Quote word for word the lines of the data below, beginning with the line that contains "Exercise. Point out every instance of the hillside" and continuing through the line that contains "x=139, y=294".

Data entries
####
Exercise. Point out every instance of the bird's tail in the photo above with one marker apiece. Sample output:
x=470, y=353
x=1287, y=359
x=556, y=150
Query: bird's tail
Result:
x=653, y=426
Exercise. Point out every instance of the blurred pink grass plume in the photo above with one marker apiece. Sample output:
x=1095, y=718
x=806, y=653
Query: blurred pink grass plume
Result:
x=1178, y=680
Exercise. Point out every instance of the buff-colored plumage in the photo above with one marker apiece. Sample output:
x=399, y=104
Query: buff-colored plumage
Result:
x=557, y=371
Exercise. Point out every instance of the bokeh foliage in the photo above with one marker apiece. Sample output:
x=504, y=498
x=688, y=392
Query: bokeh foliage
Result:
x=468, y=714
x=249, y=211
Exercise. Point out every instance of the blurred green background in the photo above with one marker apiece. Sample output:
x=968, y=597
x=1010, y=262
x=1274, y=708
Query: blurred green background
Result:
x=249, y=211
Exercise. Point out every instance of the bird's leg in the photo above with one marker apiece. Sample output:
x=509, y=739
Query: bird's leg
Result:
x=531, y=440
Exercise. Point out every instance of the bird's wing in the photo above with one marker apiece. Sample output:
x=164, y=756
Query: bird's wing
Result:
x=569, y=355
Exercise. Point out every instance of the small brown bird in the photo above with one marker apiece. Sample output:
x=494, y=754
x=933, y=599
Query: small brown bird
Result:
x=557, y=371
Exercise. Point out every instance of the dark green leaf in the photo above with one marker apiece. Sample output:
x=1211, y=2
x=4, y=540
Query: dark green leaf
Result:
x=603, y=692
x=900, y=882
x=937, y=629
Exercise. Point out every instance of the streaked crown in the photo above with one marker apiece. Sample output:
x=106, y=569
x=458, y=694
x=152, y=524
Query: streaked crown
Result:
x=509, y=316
####
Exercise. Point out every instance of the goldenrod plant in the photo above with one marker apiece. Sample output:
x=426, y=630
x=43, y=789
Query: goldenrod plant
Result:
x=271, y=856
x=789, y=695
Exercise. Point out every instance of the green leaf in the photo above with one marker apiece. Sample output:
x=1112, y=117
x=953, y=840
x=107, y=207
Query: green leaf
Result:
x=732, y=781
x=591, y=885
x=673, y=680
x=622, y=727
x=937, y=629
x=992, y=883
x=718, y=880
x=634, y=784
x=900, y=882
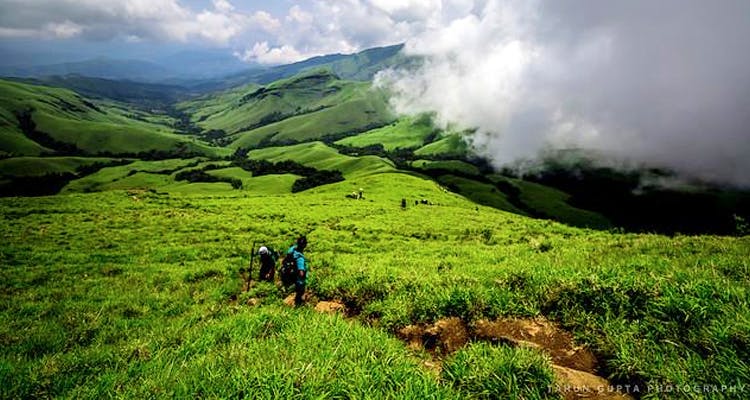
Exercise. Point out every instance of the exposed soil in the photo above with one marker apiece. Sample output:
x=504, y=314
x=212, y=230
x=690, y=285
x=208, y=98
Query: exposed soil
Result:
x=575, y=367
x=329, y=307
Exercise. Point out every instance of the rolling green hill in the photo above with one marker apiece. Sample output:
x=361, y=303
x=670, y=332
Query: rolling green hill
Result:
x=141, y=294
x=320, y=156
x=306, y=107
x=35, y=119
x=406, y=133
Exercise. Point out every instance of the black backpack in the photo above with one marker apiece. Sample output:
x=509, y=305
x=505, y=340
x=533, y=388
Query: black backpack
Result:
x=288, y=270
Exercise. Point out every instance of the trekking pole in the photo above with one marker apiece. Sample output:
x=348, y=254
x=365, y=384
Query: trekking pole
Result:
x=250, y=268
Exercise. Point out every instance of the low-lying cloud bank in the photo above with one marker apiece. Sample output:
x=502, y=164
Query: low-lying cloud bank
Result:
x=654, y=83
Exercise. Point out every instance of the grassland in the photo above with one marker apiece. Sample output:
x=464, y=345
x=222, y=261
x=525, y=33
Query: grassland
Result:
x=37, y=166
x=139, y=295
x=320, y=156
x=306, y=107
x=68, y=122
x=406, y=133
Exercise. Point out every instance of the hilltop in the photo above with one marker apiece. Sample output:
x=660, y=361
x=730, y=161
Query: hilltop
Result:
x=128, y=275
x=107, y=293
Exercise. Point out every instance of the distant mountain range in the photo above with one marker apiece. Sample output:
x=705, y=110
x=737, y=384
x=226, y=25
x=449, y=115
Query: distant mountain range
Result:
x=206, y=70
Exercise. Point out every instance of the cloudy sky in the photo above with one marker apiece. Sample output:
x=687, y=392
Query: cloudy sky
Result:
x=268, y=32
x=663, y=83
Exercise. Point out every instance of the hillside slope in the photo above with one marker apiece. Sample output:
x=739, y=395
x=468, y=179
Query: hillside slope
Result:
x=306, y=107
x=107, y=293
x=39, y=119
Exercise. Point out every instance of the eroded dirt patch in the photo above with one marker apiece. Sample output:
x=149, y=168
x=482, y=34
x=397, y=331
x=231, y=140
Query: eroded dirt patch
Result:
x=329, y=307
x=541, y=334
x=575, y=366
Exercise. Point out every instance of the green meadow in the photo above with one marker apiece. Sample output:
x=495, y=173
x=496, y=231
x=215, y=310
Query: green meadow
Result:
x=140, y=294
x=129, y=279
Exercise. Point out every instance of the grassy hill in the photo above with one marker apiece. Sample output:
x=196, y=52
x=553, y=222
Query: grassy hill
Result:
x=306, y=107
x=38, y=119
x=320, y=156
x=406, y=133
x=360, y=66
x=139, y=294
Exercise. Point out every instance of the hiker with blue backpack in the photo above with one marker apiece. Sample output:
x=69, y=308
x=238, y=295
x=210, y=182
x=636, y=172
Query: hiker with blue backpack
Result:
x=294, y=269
####
◆ Exercise response:
Exercise. Point out every instance of the hillside slope in the photo above with one marker apiece. Sample output:
x=739, y=395
x=468, y=179
Query: hillside slope
Result:
x=306, y=107
x=107, y=293
x=39, y=119
Exercise. Point out every instance of the eroded dirt patch in the photo above with one marker apiece. Sample output:
x=149, y=168
x=482, y=34
x=397, y=331
x=231, y=140
Query: eroded dirt patch
Result:
x=329, y=307
x=541, y=334
x=575, y=366
Exercise. Point out every instance of the green meadow in the photo above with one marker apiece. Sample output:
x=495, y=173
x=496, y=231
x=215, y=310
Query: green meadow
Result:
x=140, y=294
x=129, y=279
Exercise. Point out every instance of the grassy hill in the photo above with one marker apiece. Sample output:
x=196, y=52
x=553, y=222
Query: grassy hill
Result:
x=306, y=107
x=38, y=119
x=320, y=156
x=406, y=133
x=360, y=66
x=139, y=294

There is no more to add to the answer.